> [LÍNEAS PROPORCIONADAS]:
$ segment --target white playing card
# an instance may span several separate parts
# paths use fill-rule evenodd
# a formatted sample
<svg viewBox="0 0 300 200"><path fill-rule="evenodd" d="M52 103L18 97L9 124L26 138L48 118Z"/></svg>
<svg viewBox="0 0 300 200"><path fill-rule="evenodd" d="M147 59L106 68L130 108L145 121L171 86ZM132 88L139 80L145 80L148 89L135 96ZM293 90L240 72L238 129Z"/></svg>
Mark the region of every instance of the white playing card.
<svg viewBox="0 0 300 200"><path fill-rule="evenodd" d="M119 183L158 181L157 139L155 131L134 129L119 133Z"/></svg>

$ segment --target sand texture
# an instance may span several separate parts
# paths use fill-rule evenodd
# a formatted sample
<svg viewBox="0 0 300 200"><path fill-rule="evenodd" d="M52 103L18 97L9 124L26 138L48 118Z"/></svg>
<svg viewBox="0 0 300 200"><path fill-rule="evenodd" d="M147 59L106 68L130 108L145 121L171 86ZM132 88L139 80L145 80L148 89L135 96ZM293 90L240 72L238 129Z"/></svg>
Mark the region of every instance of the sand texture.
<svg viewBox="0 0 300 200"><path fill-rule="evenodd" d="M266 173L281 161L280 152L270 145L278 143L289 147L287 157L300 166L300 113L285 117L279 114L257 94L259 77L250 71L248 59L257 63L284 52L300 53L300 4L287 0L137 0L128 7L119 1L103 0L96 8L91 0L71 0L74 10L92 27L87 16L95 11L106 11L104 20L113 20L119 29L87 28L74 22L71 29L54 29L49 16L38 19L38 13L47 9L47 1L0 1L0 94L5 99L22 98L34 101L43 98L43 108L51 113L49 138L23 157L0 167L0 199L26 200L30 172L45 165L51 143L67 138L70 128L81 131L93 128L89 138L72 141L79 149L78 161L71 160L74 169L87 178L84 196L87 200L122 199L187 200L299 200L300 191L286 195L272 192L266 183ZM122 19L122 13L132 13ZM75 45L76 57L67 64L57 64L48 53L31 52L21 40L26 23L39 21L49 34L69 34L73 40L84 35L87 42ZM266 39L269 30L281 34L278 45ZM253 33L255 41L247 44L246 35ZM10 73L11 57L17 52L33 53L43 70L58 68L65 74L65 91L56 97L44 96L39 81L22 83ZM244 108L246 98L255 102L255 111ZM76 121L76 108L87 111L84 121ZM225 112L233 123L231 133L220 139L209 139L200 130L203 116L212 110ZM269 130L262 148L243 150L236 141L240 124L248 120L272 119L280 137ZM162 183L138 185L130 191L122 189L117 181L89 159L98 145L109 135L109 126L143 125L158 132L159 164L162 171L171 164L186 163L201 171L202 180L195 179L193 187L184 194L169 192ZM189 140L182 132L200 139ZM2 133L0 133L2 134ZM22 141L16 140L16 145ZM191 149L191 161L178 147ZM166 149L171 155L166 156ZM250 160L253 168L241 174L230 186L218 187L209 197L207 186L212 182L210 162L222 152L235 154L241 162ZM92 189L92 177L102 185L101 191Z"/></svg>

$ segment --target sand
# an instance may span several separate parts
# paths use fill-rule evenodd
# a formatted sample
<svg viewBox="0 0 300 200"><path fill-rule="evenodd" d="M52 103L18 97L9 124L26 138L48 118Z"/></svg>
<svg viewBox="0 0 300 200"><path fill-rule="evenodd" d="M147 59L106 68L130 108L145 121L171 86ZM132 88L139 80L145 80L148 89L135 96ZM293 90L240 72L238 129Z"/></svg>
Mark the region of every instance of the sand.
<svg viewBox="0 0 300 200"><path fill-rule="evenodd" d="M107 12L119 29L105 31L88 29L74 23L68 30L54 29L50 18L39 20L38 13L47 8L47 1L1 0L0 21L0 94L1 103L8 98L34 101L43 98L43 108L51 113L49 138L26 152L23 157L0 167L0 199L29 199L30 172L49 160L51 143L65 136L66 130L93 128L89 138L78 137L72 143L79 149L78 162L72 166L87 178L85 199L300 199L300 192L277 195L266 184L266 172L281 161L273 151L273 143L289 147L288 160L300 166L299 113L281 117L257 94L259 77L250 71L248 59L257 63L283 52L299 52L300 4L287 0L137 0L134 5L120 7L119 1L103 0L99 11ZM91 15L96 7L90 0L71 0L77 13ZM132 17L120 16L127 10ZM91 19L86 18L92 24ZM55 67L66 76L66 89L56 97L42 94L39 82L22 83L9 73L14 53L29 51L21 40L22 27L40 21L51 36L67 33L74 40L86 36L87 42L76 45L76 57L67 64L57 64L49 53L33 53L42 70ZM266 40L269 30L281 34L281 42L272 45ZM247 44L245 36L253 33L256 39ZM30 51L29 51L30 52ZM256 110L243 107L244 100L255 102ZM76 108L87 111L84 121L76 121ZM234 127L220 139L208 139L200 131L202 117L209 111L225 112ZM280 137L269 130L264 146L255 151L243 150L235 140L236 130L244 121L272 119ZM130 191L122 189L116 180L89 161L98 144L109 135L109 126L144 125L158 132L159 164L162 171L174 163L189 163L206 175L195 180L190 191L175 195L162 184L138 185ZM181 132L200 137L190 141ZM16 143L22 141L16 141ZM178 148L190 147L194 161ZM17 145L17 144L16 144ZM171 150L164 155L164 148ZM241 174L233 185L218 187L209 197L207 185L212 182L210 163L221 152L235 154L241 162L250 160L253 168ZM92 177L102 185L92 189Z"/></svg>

> [INSTRUCCIONES DE LA TAREA]: Por favor, cita todas las líneas anteriores, sin cambiar nada.

> [RESPUESTA A LA TAREA]:
$ segment --target white playing card
# an instance may span several separate parts
# paths use fill-rule evenodd
# a formatted sample
<svg viewBox="0 0 300 200"><path fill-rule="evenodd" d="M52 103L18 97L9 124L26 138L48 118Z"/></svg>
<svg viewBox="0 0 300 200"><path fill-rule="evenodd" d="M147 59L106 68L130 108L145 121L171 86ZM132 88L139 80L145 80L148 89L135 96ZM293 90L240 72L238 129Z"/></svg>
Mark the region of every instance of the white playing card.
<svg viewBox="0 0 300 200"><path fill-rule="evenodd" d="M119 183L158 181L157 139L155 131L134 129L119 133Z"/></svg>

$ segment --target sand texture
# an instance may span several separate parts
# paths use fill-rule evenodd
# a formatted sample
<svg viewBox="0 0 300 200"><path fill-rule="evenodd" d="M52 103L18 97L9 124L26 138L48 118Z"/></svg>
<svg viewBox="0 0 300 200"><path fill-rule="evenodd" d="M147 59L106 68L130 108L145 121L171 86ZM132 88L139 80L145 80L148 89L135 96ZM293 90L240 72L238 129Z"/></svg>
Mark the region of every instance of the sand texture.
<svg viewBox="0 0 300 200"><path fill-rule="evenodd" d="M266 173L281 161L280 152L270 145L278 143L289 147L287 157L300 166L300 113L285 117L279 114L257 94L259 77L250 71L248 59L257 63L284 52L300 53L300 4L287 0L137 0L128 7L119 1L103 0L96 8L91 0L71 0L74 10L92 27L87 16L95 11L106 11L104 20L113 20L119 29L87 28L74 22L71 29L54 29L49 16L38 19L38 13L47 9L47 1L0 1L0 94L5 99L22 98L34 101L43 98L43 108L51 113L49 138L23 157L0 167L0 199L26 200L30 172L45 165L51 143L67 138L70 128L81 131L93 128L89 138L72 141L79 149L78 161L71 160L74 169L87 178L84 196L87 200L122 199L187 200L299 200L300 191L286 195L272 192L266 183ZM122 19L122 13L132 13ZM75 45L76 57L67 64L57 64L48 53L31 52L21 40L26 23L39 21L49 34L69 34L73 40L84 35L87 42ZM266 39L269 30L281 34L278 45ZM253 33L255 41L247 44L246 35ZM10 73L11 57L17 52L33 53L43 70L58 68L65 74L65 91L56 97L44 96L39 81L22 83ZM244 108L246 98L255 102L255 111ZM76 121L76 108L87 111L84 121ZM225 112L233 123L231 133L220 139L209 139L200 130L203 116L212 110ZM269 130L262 148L243 150L236 141L240 124L248 120L272 119L280 137ZM162 183L138 185L130 191L122 189L117 181L89 159L98 145L109 135L109 126L143 125L158 132L159 164L162 171L171 164L186 163L201 171L202 180L195 179L193 187L184 194L169 192ZM189 140L182 132L200 139ZM2 133L0 133L2 134ZM22 141L16 140L16 145ZM191 149L191 161L178 147ZM166 149L171 155L166 156ZM250 160L253 168L241 174L230 186L218 187L209 197L207 186L212 182L210 162L222 152L235 154L241 162ZM92 189L92 177L102 185L101 191Z"/></svg>

$ segment --target sand
# an instance may span several separate parts
# paths use fill-rule evenodd
# a formatted sample
<svg viewBox="0 0 300 200"><path fill-rule="evenodd" d="M52 103L18 97L9 124L26 138L48 118Z"/></svg>
<svg viewBox="0 0 300 200"><path fill-rule="evenodd" d="M147 59L106 68L130 108L145 121L171 86ZM132 88L139 80L145 80L148 89L135 96ZM293 90L240 72L238 129Z"/></svg>
Mark the region of every instance of the sand.
<svg viewBox="0 0 300 200"><path fill-rule="evenodd" d="M107 12L119 29L105 31L88 29L74 23L68 30L54 29L50 18L39 20L38 13L47 8L47 1L1 0L0 21L0 94L1 103L8 98L34 101L43 98L43 108L51 113L49 138L26 152L23 157L0 167L0 199L29 199L30 172L49 160L51 143L65 136L66 130L93 128L89 138L78 137L72 143L79 149L78 162L72 166L87 178L85 199L300 199L300 192L277 195L266 184L266 172L281 161L273 151L273 143L289 147L288 160L300 166L299 113L281 117L257 94L259 77L250 71L248 59L257 63L283 52L299 52L300 4L287 0L137 0L134 5L120 7L119 1L103 0L99 11ZM91 15L96 7L90 0L71 0L77 13ZM132 17L120 16L127 10ZM91 19L86 18L92 24ZM55 67L66 76L66 89L56 97L42 94L39 82L22 83L9 73L14 53L29 51L21 40L22 27L40 21L51 36L67 33L74 40L86 36L87 42L76 45L76 57L67 64L57 64L49 53L33 53L42 70ZM266 40L269 30L281 34L281 42L272 45ZM247 44L245 36L253 33L256 39ZM30 51L29 51L30 52ZM256 110L243 107L244 100L255 102ZM76 108L87 111L84 121L76 121ZM234 127L220 139L208 139L200 131L202 117L209 111L225 112ZM280 137L269 130L264 146L255 151L243 150L235 140L236 130L244 121L272 119ZM130 191L122 189L116 180L89 161L98 144L109 135L109 126L144 125L158 132L159 164L162 171L174 163L189 163L206 175L195 180L190 191L175 195L162 184L138 185ZM181 132L200 137L190 141ZM16 143L22 141L16 141ZM178 148L190 147L194 161ZM17 145L17 144L16 144ZM171 150L164 155L164 148ZM241 174L233 185L218 187L209 197L207 185L212 182L210 163L221 152L235 154L241 162L250 160L253 168ZM92 177L102 185L92 189Z"/></svg>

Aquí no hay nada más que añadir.